## PROMPT 1
Reproduce the passage of the book review below from "My Fine Feathered Friend is" to "archetypally, the Chicken.".

## QUOTED TEXT
My Fine Feathered Friend
By William Grimes
North Point Press 2002
$15 USA, $24.95 Canada
85 pages, illustrations
ISBN: 0-86547-632-2
©Reviewed by Karen Davis, PhD
"I looked at the Chicken endlessly, and I wondered. What lay behind the
veil of animal secrecy?"
My Fine Feathered Friend is a bittersweet tale that leaves you aching
after you put the book away. In part this is because the main character,
a large handsome black hen who appears mysteriously one winter day in
the writer's yard in Queens, disappears as mysteriously as she arrived.
This is a true story that happened recently. The author, William Grimes,
the restaurant critic for The New York Times, is intrigued, fascinated,
and finally haunted, by this hen. He perceives her as a kind of Earth
Goddess, as solid as a tree trunk, rugged, compact, able and enduring,
yet elusive, vulnerable, and, ultimately, as ephemeral as a fairy
princess. She vanishes when he comes to love her. He calls the hen,
simply and archetypally, the Chicken.
When I first started reading My Feathered Friend, I was put off by the
tone. Grimes refers to the hen for a number of pages as "it," while
referring to his and his wife's cats as "hes" and "shes." His style is
pat with similes and cultivated assurance. I thought, okay, Grimes wants
to make sure that no one, including himself, gets emotionally involved
with this chicken. He's keeping the lines drawn. But I was wrong. The
story reflects his growing tenderness for the Chicken, moving through
levity and wonderment to love, sorrow and loss.
The Chicken has an aura of the "familiar" in folklore, an enigmatic
being regarded as both a homely acquaintance and a supernatural spirit
embodied in an animal that links that animal to a particular person
while retaining an inviolable otherness. Grimes's Chicken is like a
visitor from another planet (exotic and ineffable) who probably escaped
from the local poultry market in Queens (squalid and local). She is a
hero and a survivor -- "a brave little refugee"-- who flouts false
stereotypes about chickens. "I'd look out back and see a cat chasing the
Chicken across the yard," Grimes writes. "Ten minutes later I'd see the
Chicken chasing a cat." She is at once endearingly personal and
profoundly impersonal. She has her own projects. She is self-possessed.
She projects an arch authority, like the author himself. She dominates
Grimes's yard, his cats, and his consciousness. She is, he confesses
protectively, "a hard read."

## AVAILABLE RECORDS

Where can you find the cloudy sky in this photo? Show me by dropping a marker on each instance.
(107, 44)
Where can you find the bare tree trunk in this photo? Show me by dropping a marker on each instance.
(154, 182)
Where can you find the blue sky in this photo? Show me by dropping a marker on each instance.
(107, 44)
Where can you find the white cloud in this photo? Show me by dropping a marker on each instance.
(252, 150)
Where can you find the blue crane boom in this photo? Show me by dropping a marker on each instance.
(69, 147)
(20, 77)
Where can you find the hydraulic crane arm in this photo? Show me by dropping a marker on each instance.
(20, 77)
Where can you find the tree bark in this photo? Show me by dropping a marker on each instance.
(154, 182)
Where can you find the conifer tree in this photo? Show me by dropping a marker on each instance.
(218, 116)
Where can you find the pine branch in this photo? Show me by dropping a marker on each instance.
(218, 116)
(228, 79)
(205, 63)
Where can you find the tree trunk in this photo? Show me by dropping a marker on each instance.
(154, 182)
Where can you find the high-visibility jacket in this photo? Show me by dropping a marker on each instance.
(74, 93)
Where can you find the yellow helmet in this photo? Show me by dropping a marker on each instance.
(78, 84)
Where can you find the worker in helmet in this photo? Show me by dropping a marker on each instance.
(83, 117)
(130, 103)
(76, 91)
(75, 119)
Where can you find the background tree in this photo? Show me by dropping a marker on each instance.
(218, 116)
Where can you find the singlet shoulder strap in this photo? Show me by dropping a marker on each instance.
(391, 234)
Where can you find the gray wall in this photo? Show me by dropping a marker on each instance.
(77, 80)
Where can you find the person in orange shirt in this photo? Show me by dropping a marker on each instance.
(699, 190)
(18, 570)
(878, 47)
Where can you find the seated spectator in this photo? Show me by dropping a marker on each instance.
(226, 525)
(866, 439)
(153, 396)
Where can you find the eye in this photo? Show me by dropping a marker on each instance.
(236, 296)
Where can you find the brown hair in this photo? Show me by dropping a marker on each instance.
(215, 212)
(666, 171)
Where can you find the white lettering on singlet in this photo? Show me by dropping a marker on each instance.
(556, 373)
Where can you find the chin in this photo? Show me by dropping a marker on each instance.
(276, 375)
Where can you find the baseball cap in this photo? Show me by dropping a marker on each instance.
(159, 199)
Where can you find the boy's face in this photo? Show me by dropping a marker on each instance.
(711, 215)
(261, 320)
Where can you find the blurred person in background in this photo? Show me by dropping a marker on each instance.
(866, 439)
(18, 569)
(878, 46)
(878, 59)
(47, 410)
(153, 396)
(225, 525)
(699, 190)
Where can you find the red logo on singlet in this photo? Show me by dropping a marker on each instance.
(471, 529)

## PROMPT 2
Write out the rows above exactly, from the line with "Where can you find the person" through the last line of the rows.

## CORRECT OUTPUT 1
My Fine Feathered Friend is a bittersweet tale that leaves you aching
after you put the book away. In part this is because the main character,
a large handsome black hen who appears mysteriously one winter day in
the writer's yard in Queens, disappears as mysteriously as she arrived.
This is a true story that happened recently. The author, William Grimes,
the restaurant critic for The New York Times, is intrigued, fascinated,
and finally haunted, by this hen. He perceives her as a kind of Earth
Goddess, as solid as a tree trunk, rugged, compact, able and enduring,
yet elusive, vulnerable, and, ultimately, as ephemeral as a fairy
princess. She vanishes when he comes to love her. He calls the hen,
simply and archetypally, the Chicken.

## CORRECT OUTPUT 2
Where can you find the person in orange shirt in this photo? Show me by dropping a marker on each instance.
(699, 190)
(18, 570)
(878, 47)
Where can you find the seated spectator in this photo? Show me by dropping a marker on each instance.
(226, 525)
(866, 439)
(153, 396)
Where can you find the eye in this photo? Show me by dropping a marker on each instance.
(236, 296)
Where can you find the brown hair in this photo? Show me by dropping a marker on each instance.
(215, 212)
(666, 171)
Where can you find the white lettering on singlet in this photo? Show me by dropping a marker on each instance.
(556, 373)
Where can you find the chin in this photo? Show me by dropping a marker on each instance.
(276, 375)
Where can you find the baseball cap in this photo? Show me by dropping a marker on each instance.
(159, 199)
Where can you find the boy's face in this photo? Show me by dropping a marker on each instance.
(711, 215)
(261, 320)
Where can you find the blurred person in background in this photo? Show me by dropping a marker on each instance.
(866, 439)
(18, 569)
(878, 46)
(878, 59)
(47, 410)
(153, 396)
(225, 525)
(699, 190)
Where can you find the red logo on singlet in this photo? Show me by dropping a marker on each instance.
(471, 529)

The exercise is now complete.